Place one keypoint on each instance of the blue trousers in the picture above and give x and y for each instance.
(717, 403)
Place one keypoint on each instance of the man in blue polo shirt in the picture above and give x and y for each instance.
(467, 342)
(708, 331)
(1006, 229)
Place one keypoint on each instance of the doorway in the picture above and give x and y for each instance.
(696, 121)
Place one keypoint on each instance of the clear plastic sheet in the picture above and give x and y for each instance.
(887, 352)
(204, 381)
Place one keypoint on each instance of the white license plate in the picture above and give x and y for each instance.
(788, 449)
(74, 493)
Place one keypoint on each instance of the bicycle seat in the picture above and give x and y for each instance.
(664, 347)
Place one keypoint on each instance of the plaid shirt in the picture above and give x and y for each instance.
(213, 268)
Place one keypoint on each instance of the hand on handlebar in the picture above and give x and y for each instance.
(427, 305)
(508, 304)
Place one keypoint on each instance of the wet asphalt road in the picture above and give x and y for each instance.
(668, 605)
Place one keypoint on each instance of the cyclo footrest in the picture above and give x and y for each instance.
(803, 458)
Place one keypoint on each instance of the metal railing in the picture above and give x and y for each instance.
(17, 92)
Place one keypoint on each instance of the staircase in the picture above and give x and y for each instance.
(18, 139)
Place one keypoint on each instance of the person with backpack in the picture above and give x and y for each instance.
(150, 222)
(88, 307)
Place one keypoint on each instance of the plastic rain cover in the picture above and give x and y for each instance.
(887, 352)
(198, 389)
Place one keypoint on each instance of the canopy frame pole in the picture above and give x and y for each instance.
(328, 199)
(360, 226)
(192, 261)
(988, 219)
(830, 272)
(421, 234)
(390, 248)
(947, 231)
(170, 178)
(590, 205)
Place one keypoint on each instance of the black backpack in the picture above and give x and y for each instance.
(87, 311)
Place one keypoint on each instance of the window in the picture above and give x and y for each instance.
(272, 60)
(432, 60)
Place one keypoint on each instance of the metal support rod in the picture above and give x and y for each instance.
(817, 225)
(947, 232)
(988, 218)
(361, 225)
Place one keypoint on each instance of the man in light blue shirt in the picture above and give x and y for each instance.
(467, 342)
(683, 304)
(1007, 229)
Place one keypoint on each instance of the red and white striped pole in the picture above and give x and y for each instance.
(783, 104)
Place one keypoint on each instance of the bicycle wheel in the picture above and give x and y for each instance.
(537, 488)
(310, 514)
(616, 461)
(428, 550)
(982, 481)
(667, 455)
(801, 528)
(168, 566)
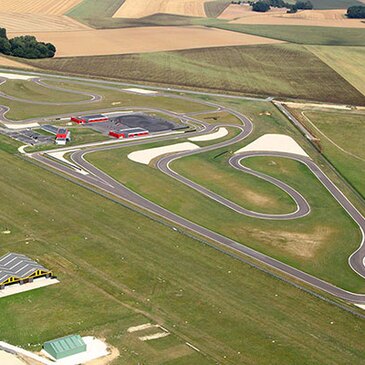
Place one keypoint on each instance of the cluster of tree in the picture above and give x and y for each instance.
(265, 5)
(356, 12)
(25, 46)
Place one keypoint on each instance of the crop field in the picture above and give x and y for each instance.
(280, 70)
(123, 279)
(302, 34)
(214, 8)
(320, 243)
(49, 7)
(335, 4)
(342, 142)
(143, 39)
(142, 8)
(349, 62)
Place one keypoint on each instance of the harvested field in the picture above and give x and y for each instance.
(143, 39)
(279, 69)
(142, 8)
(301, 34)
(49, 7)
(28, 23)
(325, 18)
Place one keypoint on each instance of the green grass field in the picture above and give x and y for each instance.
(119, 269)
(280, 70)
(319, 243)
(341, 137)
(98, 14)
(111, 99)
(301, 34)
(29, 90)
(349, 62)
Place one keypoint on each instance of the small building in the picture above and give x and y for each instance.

========================

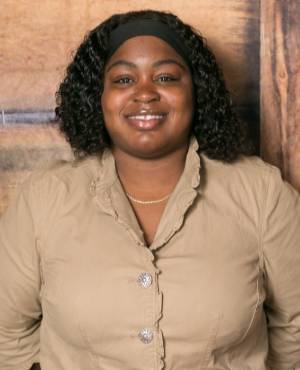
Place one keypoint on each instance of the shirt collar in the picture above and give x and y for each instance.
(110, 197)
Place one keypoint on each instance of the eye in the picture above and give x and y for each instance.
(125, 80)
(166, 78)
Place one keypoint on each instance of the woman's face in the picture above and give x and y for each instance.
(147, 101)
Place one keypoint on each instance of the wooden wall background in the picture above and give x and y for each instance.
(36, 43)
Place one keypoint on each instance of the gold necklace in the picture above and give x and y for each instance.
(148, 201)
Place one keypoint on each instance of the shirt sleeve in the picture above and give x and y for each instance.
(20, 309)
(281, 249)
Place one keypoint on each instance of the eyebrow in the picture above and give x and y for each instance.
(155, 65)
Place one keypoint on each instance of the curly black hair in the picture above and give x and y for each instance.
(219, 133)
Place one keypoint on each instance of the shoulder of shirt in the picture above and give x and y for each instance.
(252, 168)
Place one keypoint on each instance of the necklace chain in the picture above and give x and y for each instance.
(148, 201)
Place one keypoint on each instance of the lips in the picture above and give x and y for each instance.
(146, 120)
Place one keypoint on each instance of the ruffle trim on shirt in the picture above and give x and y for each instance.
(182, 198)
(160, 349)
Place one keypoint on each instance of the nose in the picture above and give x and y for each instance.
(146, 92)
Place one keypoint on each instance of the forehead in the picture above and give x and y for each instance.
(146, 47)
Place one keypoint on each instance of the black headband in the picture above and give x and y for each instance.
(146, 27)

========================

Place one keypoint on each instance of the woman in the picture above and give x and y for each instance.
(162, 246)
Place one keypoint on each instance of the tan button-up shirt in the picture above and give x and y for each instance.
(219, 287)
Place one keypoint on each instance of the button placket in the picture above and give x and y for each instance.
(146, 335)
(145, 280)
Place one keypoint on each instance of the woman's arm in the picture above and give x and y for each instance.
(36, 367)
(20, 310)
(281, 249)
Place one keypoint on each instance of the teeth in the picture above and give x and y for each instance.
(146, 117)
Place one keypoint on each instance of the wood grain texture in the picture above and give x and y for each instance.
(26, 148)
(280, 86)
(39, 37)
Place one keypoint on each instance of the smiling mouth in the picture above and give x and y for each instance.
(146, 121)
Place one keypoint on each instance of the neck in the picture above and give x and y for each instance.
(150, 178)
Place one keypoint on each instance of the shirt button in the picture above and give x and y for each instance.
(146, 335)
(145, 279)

========================

WRITTEN INSTRUCTION: Return each line of the records above that contains the word "black", copied without any change.

WORKED SOLUTION:
Place one keypoint on each instance of the black backpack in the picture above and give x and y for each instance.
Place one keypoint on each instance of the curly black hair in the picture above and give x and y for each instance.
Place one keypoint on each instance of the black headband in the picture above and give x and y for each instance.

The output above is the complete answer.